*Source text:*
•••

The Fund acknowledges that the Fund may have provided and may, from time to time, provide certain personal information on individuals relating to the Fund and/or a third party (“Data”) to the Adviser. The Fund acknowledges that the Adviser has informed the Fund of its right to request access to and/or correction of the Data which the Adviser may hold and that request may be made to the Compliance Officer of the Adviser at its principal place of business in the State of New York as stated at the beginning of this Agreement. The Fund further acknowledges that the Adviser has informed the Fund and the Fund hereby consents that Data may be collected, held, processed,
disclosed or used by the Adviser and transferred to any office of the Adviser, any of Adviser’s affiliates or
Associates, any of the Adviser’s agents and any other third party which provides services to the Adviser, within or outside the State of New York, for the purposes of the Adviser or any such other entity providing the services contemplated under this Agreement and to facilitate the provision by an affiliate to the Fund of potential additional products and services. The Fund represents and warrants that appropriate consent has been obtained from the relevant individuals for such collection, storage, processing, disclosure, usage and transfer of Data.
16. The Fund represents and warrants that it has full legal right to enter into this Agreement and to perform the obligations hereunder and that it has obtained all necessary consents and approvals to enter into this Agreement.
17. The parties will inform each other in writing within a reasonable time of material changes to the information provided to each other under this Agreement.
IN WITNESS WHEREOF, the parties have executed this Agreement by their officers thereunto duly authorized as of the day and year first written above.
THE TAIWAN FUND, INC
By:
Name: Xxxxxxx Xxxxx Title: Chairman
NOMURA ASSET MANAGEMENT U.S.A. INC.
/s/ Xxxxxx Xxxxxx |
|
By: |
|
Name: |
Xxxxxx Xxxxxx |
Title: |
President |
SCHEDULE A MANAGEMENT FEE
In consideration of the services described in the agreement, the Fund will pay the Adviser a fee (“Management Fee”) that will be composed of a Base Fee (defined below) and a Performance Adjustment (defined below) to the Base Fee based upon the investment performance of the Fund’s shares in relation to the investment record of a securities
index determined by our Board of Directors to be appropriate (“Index”) over the same performance period.
Base Fee. The base fee is calculated and accrued daily at the annual rate of 0.60% of the Fund’s average daily net assets (“Base Fee”).
Performance Adjustment. The Adviser’s compensation is increased or decreased from the Base Fee by a
performance adjustment (“Performance Adjustment”) that depends on whether, and to what extent, the investment performance of the Fund’s shares exceeds, or is exceeded by, the performance of the TAIEX Total Return Index, expressed in US dollars (the ”Index”).
The Performance Adjustment is calculated and accrued, according to a schedule that adds or subtracts an amount at a rate of 0.0005% (0.05 basis points) of the Fund’s average daily net assets for the current Performance Period through the prior business day for each 0.01% (1 basis point) of absolute performance by which the total return
performance of the Fund’s shares exceeds or lags the performance of the Index for the period from the beginning of the current Performance Period through the prior business day. The maximum Performance Adjustment (positive or negative) will not exceed an annualized rate of +/-0.25% (25 basis points) of the Fund’s average daily net assets, which would occur when the performance of the Fund’s shares exceeds, or is exceeded by, the performance of the Index by 5 percentage points (500 basis points) for the Performance Period. For purposes of calculating the Performance Adjustment, the NAV of the Fund and the level of the Index will be determined as of the close of trading on the Taiwan Stock Exchange on each business day; the exchange rate to be used for purposes of converting the TAIEX Total Return Index into the Index on each business day shall be the same exchange rate as used to determine the NAV on that business day; and “business day” shall mean any day that on which trading occurs on the New York Stock Exchange. The Performance Adjustment will be calculated and accrued pursuant to a process agreed to by the Adviser and the Fund.

•••

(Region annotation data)

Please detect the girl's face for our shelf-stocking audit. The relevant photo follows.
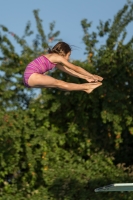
[64,52,71,60]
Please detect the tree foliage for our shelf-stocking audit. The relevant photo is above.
[0,2,133,200]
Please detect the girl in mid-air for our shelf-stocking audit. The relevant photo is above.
[24,42,103,93]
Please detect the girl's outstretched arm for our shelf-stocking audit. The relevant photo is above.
[56,64,94,82]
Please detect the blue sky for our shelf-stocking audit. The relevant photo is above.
[0,0,133,60]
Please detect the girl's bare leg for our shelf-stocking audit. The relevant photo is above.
[28,73,102,93]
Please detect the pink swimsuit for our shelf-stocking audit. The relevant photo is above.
[23,55,56,87]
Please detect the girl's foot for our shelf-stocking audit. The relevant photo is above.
[84,82,102,93]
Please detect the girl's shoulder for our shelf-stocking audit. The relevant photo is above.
[44,53,62,63]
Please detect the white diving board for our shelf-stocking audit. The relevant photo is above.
[94,183,133,192]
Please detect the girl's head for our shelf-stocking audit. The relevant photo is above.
[48,42,72,56]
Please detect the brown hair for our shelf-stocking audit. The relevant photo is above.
[48,42,72,56]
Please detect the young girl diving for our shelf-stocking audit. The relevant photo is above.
[23,42,103,93]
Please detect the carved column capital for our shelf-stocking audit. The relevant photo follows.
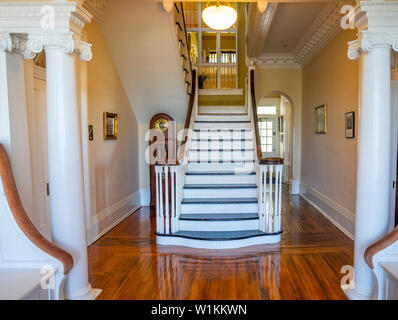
[0,32,36,60]
[347,30,398,60]
[347,1,398,59]
[27,32,92,61]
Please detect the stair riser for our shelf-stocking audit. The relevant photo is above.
[188,162,254,173]
[199,106,247,114]
[191,130,253,142]
[196,115,250,122]
[179,219,259,231]
[195,122,251,130]
[156,234,281,249]
[184,188,257,199]
[190,139,254,150]
[185,174,256,184]
[181,203,258,214]
[189,151,254,161]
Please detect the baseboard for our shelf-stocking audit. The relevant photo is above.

•••

*Problems and tasks:*
(1) Answer these from the advisory agreement text:
(a) At what annual rate is the Base Fee accrued?
(b) Who receives requests to access or correct the Data?
(c) Which exchange's trading days count as a "business day"?
(2) Pick up the advisory agreement text after its final sentence and write the next few sentences.
This data is separate from the advisory agreement text above it.

*Solved tasks:*
(1)
(a) 0.60% of the Fund's average daily net assets.
(b) The Compliance Officer of the Adviser.
(c) The New York Stock Exchange.

(2)
For purposes of calculating the Performance Adjustment, the total return performance of the Fund’s shares will be the sum of:
1) the change in the net asset net asset value per share (“NAV”) during the Performance Period, after deducting any accretion in the NAV resulting from the repurchase of shares by the Fund; plus
2) the value of the cash distributions per share paid by the Fund during the Performance Period; plus
3) the value of capital gains taxes per share paid or payable on undistributed realized long-term capital gains accumulated during the Performance Period; expressed as a percentage of the NAV per share at the beginning of the Performance Period.
For this purpose, the value of distributions per share of realized capital gains, of dividends per share paid from investment income and of capital gains taxes per share paid or payable on undistributed realized long-term capital gains shall be treated as reinvested in shares of the Fund at the NAV per share in effect at the close of business on the ex-dividend date for the payment of such distributions and dividends and the date on which provision is made for such taxes, after giving effect to such distributions, dividends and taxes.
The investment record of the Index will be the sum of:
1) the change in the level of the Index during the Performance Period, as expressed in US dollars; plus
2) if not reflected in the Index, the value, computed consistently with the Index, of cash distributions made by companies whose securities comprise the Index during the Performance Period, expressed as a percentage of the
Index level at the beginning of the Performance Period. For this purpose, cash distributions on the securities which comprise the Index shall be treated as reinvested in the Index at least as frequently as the end of each calendar quarter following the payment of the dividend.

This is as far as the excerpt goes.